*Your objective*. Reproduce all the lines exactly as they stand, apart from the pictures.

*Data provided*.
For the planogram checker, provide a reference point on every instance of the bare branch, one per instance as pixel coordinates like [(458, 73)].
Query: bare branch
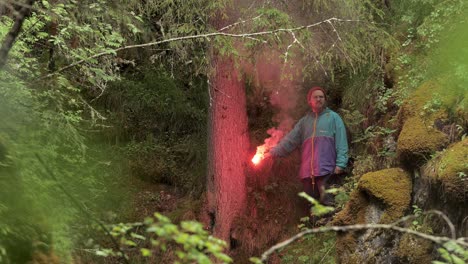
[(436, 239), (14, 31), (202, 36)]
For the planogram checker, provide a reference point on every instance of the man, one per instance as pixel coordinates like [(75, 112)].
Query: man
[(324, 146)]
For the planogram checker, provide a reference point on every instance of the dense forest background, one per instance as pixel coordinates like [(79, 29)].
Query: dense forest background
[(127, 128)]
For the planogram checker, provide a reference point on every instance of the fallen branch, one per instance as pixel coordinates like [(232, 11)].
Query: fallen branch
[(436, 239), (203, 36)]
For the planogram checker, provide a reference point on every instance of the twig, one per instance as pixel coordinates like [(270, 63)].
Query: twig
[(203, 36), (14, 31), (435, 239)]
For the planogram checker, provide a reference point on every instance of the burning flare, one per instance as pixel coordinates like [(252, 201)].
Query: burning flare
[(275, 136), (259, 155)]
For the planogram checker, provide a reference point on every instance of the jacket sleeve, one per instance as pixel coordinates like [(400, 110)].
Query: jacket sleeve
[(341, 143), (290, 142)]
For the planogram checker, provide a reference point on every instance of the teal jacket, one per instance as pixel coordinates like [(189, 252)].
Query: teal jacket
[(323, 143)]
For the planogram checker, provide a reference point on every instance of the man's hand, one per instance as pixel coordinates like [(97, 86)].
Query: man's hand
[(338, 170)]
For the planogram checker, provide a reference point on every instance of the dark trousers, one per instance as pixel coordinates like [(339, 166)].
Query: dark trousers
[(317, 189)]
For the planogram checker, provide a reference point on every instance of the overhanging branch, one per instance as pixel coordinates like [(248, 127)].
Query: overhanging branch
[(251, 35), (10, 38)]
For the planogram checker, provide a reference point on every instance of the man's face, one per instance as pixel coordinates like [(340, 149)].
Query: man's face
[(317, 101)]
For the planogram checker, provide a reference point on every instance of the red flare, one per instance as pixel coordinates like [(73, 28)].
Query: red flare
[(259, 155)]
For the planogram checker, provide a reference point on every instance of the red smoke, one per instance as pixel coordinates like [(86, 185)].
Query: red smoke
[(283, 82)]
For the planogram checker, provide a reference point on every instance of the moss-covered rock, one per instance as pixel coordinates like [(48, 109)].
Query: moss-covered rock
[(381, 197), (392, 187), (450, 169), (418, 139), (422, 117)]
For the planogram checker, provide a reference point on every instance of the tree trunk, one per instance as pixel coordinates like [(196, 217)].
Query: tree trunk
[(228, 147)]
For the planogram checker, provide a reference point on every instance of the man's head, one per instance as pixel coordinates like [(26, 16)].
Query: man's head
[(317, 99)]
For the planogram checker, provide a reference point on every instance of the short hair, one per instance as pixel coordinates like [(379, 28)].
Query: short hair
[(313, 89)]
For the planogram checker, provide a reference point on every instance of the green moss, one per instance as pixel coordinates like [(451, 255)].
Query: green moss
[(419, 102), (414, 250), (417, 139), (391, 186), (429, 104), (452, 170)]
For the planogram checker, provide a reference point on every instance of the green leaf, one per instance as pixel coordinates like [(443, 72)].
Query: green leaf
[(145, 252)]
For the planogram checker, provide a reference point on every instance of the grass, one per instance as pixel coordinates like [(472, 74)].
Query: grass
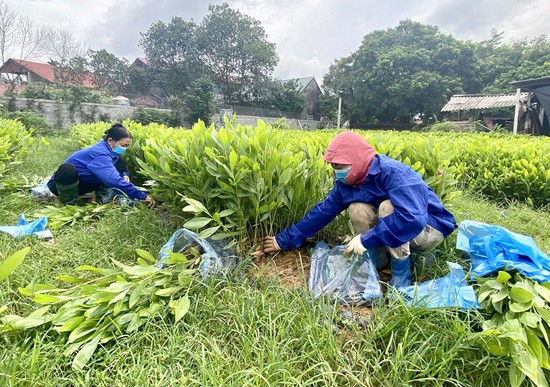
[(243, 331)]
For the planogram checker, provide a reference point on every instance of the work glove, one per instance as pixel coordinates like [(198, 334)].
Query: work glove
[(270, 245), (150, 201), (355, 246)]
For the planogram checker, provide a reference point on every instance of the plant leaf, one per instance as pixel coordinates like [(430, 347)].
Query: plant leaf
[(85, 354), (146, 255), (13, 262), (180, 307)]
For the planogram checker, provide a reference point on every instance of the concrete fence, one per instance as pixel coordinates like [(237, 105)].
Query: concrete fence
[(62, 114)]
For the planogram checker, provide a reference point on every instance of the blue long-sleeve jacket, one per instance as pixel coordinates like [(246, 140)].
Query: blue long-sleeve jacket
[(414, 202), (96, 165)]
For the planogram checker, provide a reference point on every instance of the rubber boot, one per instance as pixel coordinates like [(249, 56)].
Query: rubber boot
[(68, 193), (401, 272)]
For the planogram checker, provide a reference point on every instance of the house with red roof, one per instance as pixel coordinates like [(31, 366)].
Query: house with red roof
[(20, 73)]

*Output of the task*.
For the planogram checker, provide a reference point on every instance of the bare branch, one per instance as pixel coordinates like [(458, 73)].
Query: bare branch
[(436, 239), (14, 31), (202, 36)]
For the planogram checker, provide a reference point on every instance of the man, one per instance as pixel coordinates like [(75, 112)].
Query: man
[(324, 146)]
For the planogram checker, provide a reference point on every instance of the dense forest background, one per instance as pixel coordinates like [(79, 29)].
Query: dense forest background
[(127, 128)]
For the planogram checker, provide a reference point on every instance of the fallen branch, one per instance as pixel coordinates like [(232, 11)].
Query: fallen branch
[(436, 239), (203, 36)]
For the planogram checker, provide a reference point on every instance of the twig, one per instance as pixel coordinates like [(270, 63)].
Query: twig
[(203, 36), (14, 31), (435, 239)]
For the planogram checker, provide a reference point on every instance of the burning flare, one per instance as pixel coordinates like [(252, 201)].
Query: burning flare
[(275, 136), (259, 155)]
For the planogram checker, provide a reference point on every instance of the jacket sleeve, one per instance as pixel coordinates like [(400, 110)].
Query: jacket sleeve
[(341, 143), (290, 142)]
For the planogram checker, provide a reference point on every instance of the teal jacket, one per instance as pixel coordinates like [(189, 252)].
Query: teal jacket
[(323, 143)]
For the planogram checker, provide a reference point on every instance of the man's hand, one per instance as pixel coordinates like [(97, 86)].
Query: man's hand
[(338, 170)]
For the planogram checker, provide a reference point on every instance of the dark trousers, one per instance as pixel coordinates like [(339, 166)].
Query: dark trousers
[(317, 189)]
For the planogram checker, provide a reference point on every instance of the overhanging branch, one per instance as pixel coordinates like [(248, 127)].
Query: overhanging branch
[(251, 35), (10, 38)]
For the planogram checker, provide a reference point on every instance of the man's face, one per instance as pixel coordinates like [(340, 149)].
Query: man's face
[(317, 101)]
For the planogram checker, provide a reference point on every instance of the red flare, one per instance as pixel coordinates like [(73, 28)].
Query: red flare
[(259, 155)]
For the planogram checker, provide a reference point on every instance of the red smoke, one per instance as pixel coordinates like [(86, 185)].
Query: red smoke
[(283, 82)]
For the planogram checker, provide a reference point on every instance of the moss-covered rock, one per instance as pixel coordinates like [(48, 109)].
Query: moss-covered rock
[(381, 197), (392, 187), (450, 169), (418, 139), (422, 117)]
For the planogram checker, provide a reference point on every instance of the tree trunk, one per instance as pixel coordinates like [(196, 217)].
Query: tree trunk
[(228, 147)]
For the planogram checker, provide a reference point on every instance of the man's head, one per instance as pixel coordinates like [(26, 16)].
Query: man's head
[(317, 99)]
For the planogram checker, provide a reference point on every instance of the short hair, one per instance as pixel coordinates like [(379, 28)].
Query: short hair
[(313, 89)]
For the planogram checker, provide a reference point on every instance of the green moss, one per instance as pixel coordinates like [(451, 255)].
Query: green moss
[(419, 102), (414, 250), (417, 139), (391, 186), (429, 104), (452, 170)]
For the planogram checker, provide a reference point on every instance of the green leaf, one per instance as pixel coordinates like [(443, 72)].
Query: green leaf
[(145, 252)]
For the planogram checker, provide a reference point on every instance of the grass, one per instance as pixel coordinates like [(472, 74)].
Query: grass
[(243, 331)]
For the planogram checker, provide a reference point on every instance of the work glove, one per instance as pixel coordinates like [(198, 334)].
Query: work glove
[(270, 245), (150, 201), (355, 246)]
For the planogram checker, provide a reference point on every instance of the plant leaf, one per instance as pixel coordinates like [(430, 347)].
Query: plant leaf
[(85, 354), (146, 255), (13, 262), (180, 307)]
For the planogram checker, provide a reference point on every instance of the concrete fence, one per instance as pixel coordinates like [(237, 105)].
Query: concrete fence
[(62, 114)]
For the planogram checker, provide a reference point on every instance of the blue long-sleeve jacket, one per instance as pixel coordinates like [(246, 140)].
Query: blue long-sleeve jacket
[(414, 202), (96, 165)]
For the planogram checker, provide a reference point on every instance of the rubber boot, one per instance as pixel coordinates like [(249, 56)].
Query: rubber boot
[(68, 193), (401, 272)]
For the planogram checker, provide a reference point on every instance of the house with red roof, one per instance as pixel coordinates like [(31, 366)].
Query: house with red roof
[(20, 73)]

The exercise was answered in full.